start Raw records

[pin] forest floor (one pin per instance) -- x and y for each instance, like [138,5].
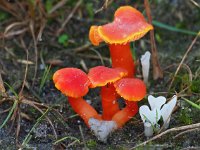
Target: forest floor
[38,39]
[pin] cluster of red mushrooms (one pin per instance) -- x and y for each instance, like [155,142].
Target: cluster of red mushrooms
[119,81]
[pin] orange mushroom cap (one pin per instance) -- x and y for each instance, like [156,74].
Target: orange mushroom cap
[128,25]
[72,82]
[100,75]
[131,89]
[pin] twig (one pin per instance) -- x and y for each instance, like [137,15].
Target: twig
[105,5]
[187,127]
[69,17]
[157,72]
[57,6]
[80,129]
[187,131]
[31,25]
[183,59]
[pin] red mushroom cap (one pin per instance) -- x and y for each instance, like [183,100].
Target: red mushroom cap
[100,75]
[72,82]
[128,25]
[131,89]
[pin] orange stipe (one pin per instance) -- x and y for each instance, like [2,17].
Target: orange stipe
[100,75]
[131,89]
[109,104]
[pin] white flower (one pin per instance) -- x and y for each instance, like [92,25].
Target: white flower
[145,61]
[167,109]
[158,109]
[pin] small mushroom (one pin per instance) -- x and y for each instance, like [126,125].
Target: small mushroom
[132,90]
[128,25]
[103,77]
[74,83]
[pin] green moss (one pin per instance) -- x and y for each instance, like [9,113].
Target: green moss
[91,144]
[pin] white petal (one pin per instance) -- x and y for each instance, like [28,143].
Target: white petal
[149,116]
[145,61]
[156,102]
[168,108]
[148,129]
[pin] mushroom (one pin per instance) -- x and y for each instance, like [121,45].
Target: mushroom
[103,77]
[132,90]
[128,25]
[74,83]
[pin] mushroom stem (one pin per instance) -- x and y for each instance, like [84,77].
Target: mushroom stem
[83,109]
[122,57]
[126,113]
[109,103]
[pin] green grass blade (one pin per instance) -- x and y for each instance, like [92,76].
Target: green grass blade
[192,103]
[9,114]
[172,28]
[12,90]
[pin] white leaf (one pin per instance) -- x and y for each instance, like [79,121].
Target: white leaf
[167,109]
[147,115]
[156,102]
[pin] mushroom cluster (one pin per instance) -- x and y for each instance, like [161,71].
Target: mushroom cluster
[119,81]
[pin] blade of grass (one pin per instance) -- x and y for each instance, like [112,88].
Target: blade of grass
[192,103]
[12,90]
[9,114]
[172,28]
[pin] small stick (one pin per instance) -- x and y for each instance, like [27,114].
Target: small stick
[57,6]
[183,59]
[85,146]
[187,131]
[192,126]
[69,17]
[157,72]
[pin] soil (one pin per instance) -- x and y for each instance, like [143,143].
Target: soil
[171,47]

end Raw records
start Raw records

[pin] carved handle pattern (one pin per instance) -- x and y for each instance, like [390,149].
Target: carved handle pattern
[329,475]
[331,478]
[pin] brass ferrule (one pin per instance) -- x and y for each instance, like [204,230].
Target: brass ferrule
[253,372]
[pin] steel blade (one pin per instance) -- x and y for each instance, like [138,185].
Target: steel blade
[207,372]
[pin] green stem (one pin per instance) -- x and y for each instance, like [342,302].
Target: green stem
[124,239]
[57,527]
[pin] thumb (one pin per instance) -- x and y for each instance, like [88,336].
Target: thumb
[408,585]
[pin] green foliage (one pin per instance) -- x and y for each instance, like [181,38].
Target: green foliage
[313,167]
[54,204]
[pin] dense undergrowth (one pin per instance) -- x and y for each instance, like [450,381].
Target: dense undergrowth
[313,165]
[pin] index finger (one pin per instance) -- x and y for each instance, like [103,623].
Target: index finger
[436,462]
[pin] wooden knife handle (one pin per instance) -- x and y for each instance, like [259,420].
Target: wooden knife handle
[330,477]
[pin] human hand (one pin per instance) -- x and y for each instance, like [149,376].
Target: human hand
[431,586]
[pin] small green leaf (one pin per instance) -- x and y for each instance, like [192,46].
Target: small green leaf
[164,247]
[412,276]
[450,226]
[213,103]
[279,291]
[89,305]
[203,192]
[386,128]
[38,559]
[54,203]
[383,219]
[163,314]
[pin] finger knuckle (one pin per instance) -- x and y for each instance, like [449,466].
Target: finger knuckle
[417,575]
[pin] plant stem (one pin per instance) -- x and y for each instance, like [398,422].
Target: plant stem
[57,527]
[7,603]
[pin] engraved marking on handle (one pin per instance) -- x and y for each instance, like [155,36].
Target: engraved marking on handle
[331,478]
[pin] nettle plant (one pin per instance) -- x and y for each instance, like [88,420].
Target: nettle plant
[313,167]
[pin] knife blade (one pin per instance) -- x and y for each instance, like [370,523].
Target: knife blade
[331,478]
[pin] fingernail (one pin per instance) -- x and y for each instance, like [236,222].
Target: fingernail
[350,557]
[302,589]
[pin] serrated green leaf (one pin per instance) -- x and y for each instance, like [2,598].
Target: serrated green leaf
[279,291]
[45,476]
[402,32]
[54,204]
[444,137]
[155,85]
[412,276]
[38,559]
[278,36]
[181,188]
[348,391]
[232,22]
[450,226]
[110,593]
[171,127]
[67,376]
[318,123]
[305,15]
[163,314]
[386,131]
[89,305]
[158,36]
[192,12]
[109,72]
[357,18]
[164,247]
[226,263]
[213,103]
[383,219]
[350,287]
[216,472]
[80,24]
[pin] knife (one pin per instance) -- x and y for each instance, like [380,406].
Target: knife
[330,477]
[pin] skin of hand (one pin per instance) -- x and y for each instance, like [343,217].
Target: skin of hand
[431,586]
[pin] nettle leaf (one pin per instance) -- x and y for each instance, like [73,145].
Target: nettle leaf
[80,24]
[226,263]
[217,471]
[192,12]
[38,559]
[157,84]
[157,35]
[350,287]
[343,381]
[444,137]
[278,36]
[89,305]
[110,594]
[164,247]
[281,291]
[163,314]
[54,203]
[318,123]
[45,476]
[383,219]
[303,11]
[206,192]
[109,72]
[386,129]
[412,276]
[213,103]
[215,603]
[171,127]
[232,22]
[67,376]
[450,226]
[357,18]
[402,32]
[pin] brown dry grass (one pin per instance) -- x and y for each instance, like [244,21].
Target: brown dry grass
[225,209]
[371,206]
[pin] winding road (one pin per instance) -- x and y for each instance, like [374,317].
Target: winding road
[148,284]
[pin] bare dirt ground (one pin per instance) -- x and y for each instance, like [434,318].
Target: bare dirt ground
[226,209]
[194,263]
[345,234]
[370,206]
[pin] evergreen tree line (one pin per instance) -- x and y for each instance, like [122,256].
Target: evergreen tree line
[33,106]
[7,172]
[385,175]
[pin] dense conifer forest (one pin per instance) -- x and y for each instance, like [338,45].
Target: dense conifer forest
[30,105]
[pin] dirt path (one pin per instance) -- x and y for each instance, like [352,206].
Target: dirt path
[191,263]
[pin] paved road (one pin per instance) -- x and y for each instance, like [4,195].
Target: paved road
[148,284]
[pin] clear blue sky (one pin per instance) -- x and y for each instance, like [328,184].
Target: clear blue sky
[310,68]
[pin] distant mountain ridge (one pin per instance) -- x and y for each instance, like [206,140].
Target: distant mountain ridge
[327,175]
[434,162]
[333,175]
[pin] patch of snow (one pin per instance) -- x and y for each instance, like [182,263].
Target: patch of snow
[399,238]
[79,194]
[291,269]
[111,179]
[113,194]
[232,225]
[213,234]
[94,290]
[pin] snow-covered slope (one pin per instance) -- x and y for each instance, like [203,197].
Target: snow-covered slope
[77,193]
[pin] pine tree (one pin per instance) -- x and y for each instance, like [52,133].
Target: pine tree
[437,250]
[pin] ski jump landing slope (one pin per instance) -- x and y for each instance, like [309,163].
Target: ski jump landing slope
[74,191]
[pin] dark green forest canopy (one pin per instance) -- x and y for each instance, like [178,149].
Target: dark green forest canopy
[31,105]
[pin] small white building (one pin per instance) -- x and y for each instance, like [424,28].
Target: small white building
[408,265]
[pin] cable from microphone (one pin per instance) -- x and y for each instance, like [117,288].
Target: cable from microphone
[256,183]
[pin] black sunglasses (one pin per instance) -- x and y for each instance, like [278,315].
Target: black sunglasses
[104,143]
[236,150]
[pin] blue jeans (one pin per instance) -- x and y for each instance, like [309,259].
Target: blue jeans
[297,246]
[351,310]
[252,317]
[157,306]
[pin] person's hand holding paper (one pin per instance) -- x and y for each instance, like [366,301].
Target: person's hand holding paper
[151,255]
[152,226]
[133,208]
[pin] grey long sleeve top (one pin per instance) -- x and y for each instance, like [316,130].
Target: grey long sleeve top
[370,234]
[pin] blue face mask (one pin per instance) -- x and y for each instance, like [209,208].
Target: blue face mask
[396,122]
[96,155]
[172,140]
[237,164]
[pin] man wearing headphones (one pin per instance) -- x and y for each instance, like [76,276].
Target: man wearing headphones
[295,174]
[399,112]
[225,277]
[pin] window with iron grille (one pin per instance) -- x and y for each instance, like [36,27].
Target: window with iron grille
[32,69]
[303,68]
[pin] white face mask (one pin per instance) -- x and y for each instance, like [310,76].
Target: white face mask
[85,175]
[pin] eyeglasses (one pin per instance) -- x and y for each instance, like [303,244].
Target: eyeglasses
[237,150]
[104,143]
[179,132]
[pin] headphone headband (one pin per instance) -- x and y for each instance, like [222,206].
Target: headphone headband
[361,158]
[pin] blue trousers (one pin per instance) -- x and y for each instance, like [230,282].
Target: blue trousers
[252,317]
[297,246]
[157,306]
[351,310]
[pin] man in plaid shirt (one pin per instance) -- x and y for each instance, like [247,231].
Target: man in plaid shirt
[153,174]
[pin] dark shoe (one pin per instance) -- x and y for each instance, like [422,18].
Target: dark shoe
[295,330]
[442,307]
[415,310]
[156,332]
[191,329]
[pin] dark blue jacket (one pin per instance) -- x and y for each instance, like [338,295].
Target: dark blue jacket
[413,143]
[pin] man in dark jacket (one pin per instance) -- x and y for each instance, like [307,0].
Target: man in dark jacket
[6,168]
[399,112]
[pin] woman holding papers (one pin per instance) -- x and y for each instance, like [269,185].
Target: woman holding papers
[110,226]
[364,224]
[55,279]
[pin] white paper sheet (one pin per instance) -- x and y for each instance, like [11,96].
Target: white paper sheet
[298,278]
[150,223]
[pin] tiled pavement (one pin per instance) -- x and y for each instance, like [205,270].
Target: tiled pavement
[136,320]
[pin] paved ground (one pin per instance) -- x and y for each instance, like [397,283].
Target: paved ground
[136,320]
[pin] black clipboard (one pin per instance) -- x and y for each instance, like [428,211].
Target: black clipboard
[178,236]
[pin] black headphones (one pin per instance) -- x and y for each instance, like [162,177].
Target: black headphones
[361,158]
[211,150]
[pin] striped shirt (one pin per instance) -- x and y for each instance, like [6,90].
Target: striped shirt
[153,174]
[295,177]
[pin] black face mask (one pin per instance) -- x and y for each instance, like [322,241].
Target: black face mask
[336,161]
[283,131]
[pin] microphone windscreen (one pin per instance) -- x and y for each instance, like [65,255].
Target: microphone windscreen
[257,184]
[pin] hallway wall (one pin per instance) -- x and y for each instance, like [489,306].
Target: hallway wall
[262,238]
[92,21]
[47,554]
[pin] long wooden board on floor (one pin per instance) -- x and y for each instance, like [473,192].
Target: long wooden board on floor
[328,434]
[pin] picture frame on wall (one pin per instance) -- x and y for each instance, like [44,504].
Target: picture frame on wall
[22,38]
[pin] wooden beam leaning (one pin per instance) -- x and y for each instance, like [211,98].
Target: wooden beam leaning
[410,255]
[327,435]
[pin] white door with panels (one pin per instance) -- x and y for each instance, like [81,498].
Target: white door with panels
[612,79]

end Raw records
start Raw records

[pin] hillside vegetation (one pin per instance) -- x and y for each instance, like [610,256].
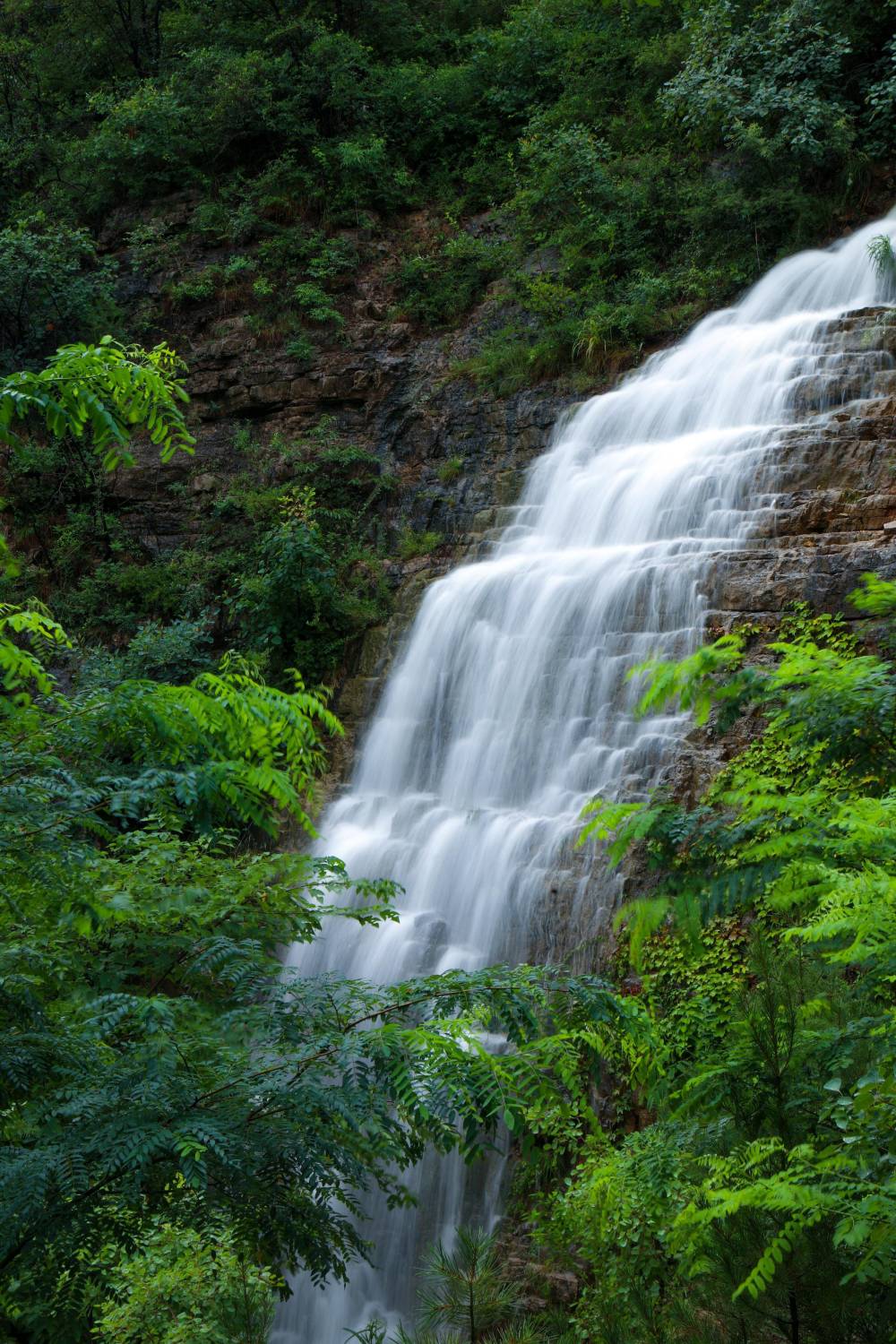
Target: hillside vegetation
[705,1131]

end Raw records

• Written request: Pick out each line in the rows above that contains the word "jeans".

• Answer to this task:
[pin] blue jeans (one pin per instance) -- x and y for each instance, like [309,259].
Target: blue jeans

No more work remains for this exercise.